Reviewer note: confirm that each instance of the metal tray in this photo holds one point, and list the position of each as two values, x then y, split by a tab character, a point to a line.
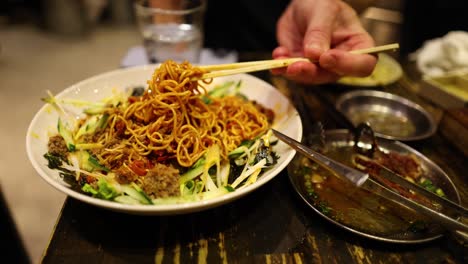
359	211
390	116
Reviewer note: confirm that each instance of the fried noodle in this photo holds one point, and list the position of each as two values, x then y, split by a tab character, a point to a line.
172	121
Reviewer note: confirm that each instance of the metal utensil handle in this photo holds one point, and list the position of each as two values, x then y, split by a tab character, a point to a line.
445	220
355	176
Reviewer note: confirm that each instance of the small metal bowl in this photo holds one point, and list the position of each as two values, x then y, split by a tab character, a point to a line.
390	116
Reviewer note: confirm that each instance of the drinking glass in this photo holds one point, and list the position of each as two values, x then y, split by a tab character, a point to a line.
171	29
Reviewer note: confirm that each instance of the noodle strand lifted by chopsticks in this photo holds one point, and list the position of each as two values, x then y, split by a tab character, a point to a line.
171	120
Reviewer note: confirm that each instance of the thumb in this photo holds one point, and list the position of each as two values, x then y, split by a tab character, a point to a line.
317	38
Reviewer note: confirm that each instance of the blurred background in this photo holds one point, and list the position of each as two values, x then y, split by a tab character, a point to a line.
52	44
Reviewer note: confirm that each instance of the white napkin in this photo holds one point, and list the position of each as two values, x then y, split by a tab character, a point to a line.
442	55
136	56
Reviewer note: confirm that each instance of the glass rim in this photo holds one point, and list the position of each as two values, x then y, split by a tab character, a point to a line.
151	10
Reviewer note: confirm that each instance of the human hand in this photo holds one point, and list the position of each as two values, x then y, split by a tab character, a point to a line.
322	31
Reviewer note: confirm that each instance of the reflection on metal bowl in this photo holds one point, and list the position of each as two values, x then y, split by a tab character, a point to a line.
389	115
357	210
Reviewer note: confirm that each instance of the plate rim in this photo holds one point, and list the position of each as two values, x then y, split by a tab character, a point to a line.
293	181
386	95
159	209
389	60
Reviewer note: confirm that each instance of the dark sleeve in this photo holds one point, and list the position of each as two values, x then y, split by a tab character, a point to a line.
244	25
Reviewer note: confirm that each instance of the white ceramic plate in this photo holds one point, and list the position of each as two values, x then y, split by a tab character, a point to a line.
387	71
287	120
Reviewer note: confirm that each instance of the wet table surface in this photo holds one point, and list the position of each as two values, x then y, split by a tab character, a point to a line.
270	225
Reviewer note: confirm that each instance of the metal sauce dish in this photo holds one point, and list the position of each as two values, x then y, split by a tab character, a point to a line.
390	116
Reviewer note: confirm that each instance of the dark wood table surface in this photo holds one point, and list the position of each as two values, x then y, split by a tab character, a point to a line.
270	225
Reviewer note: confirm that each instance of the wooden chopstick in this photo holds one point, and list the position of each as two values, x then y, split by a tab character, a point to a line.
252	66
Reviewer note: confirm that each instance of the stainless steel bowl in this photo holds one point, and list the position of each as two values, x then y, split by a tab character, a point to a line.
390	116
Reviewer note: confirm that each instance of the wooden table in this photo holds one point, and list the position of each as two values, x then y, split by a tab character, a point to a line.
270	225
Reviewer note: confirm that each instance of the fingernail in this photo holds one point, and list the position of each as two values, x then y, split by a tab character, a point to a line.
329	62
315	48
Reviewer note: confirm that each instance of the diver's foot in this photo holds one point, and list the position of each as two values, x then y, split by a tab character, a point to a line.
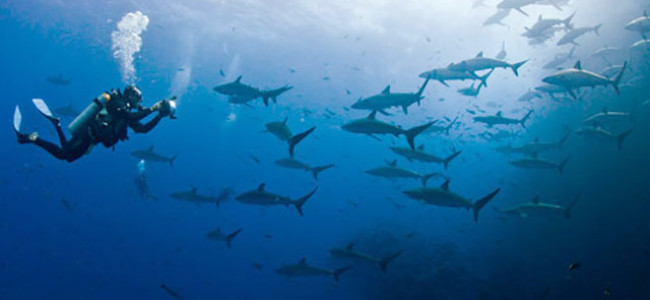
26	138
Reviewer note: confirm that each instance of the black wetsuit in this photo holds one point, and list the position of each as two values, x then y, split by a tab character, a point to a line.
108	127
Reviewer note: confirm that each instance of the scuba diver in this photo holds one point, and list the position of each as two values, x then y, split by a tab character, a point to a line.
105	121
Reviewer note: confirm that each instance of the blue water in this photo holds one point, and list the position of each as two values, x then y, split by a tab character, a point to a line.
111	243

Aim of the task: Please repeat the entries above exactly, leaving out any pictures.

Exercise solution:
Reviewer note: confirm that each instance of the metal tray in this photo holds one point, and list the position of each as two values, x then y, split by a tab character, a point to a line.
359	211
390	116
Reviewer note: confirm that each instance of the fried noodle in this photo holds one point, and list the position of each as two values, x then y, split by a tab character, a point to a line.
172	121
Reviewer note: confirm that each instance of the metal utensil handle in this photo holds one point, and list the position of each as two values, x then y, split by a tab character, a point to a line.
445	220
355	176
Reviewer note: confirm that each instance of the small metal bowl in this photo holds one point, and list the position of each as two values, x then y, split by a tab character, a point to a line.
390	116
Reviewer note: confirm that each instance of the drinking glass in this photo holds one point, and list the position of each as two values, x then y, split by a tab character, a point to a line.
171	29
Reviewer note: confirm that each instance of the noodle strand lifted by chopsticks in this photo holds one point, and list the position of each as two values, x then y, split by a tab character, a point to a line.
171	120
Reviewer note: confirm that each instance of the thumb in this photo holds one point, and list the position of each as two values, x then y, split by a tab character, a point to a line.
317	38
Reviewer note: confirm that each instance of the blurred background in this photo holds one point, and list the position of each as two values, x then y, split by a tab character, a point to a line.
52	44
Reviewer note: confirm that each instance of the white napkin in this photo holds one point, and list the position of each as two values, x then y, split by a tab character, a point to a line.
442	55
136	56
Reviewer note: confirm that each instance of the glass rim in this photo holds one point, and list the position of each as two values, x then y, split by a tab character, a point to a line.
151	10
Reviewer note: confirm that each instance of the human hand in this photo holds one point, and list the position of each as two values, x then y, split by a tab character, a point to a line.
322	31
Reviewer note: confirm that each instance of the reflection on metal bowl in this photo holds one point, and list the position of each as two values, x then y, split by a tab character, a point to a line.
389	115
357	210
Reviewer note: confirm that each instance of the plate rim in this photo holds one point, and list the position of each as two values, x then y, split by a tab character, a point to a line.
293	181
386	95
159	209
389	60
Reviewer note: confirm that each instance of the dark sleeve in this photo holds one point, and list the position of each as two values, x then y, split by a tab character, a point to a line.
244	25
Reviewer note: confirm that each instance of the white ceramic plate in this photo holds one point, and list the position of each as two values, x then y, split by a tab character, a point to a line.
387	71
287	120
Reviewer note: confirm that each instance of the wet table surface in this photo holds one point, and list the position of each as two values, x then y, split by a tab character, a point to a line.
270	225
Reviewer note: confirm that each instance of the metal sauce dish in this photo holds one point, and list the position of each as two values, x then y, split by a tab character, a point to a line.
390	116
Reviewer note: confirm that each instance of the dark wood table surface in this photo holds one point, and list the position of each as two values, x then y, split by a tab character, a point to a line.
270	225
Reviewer note: confirm that each instance of the wooden chopstick in this photo holds one point, and list the position of each as two values, x then y, split by a tab character, a point to a line.
252	66
Reviewer note: confirm that each instance of the stainless steel bowl in this photo holds one point, and list the position of each as two values, x then y, split by a tab character, a point to a line.
390	116
Reviewer note: confirm that each instance of the wooden table in this photo holds one point, and list the position of each as two values, x then y, split by a tab character, a point to a line.
270	225
Reviewer note: confirm that each instance of the fingernail in this photo holds one point, and list the position of each as two values, x then y, split by a tab character, a point to a line.
329	62
315	48
Reviewer note: confirm that each instance of the diver's foot in this photo holds one point, and list the position of each as two values, x then y, split by a tab character, a point to a line.
26	138
Reviewer note: confirm that each instance of the black wetsuit in this photo holds one point, and list the position of each as two values, x then y, split by a tab character, a point to a line.
108	127
Reviewer note: confirm that each instance of the scuba diver in this photo holds one point, and list the position of each as two values, x then y, split by a tab character, a point to a line.
105	121
Reviewer note: confirm that each instance of the blue water in this photo holds one point, and list the position of each as two values, x then y, split by a tab character, a point to a line.
111	243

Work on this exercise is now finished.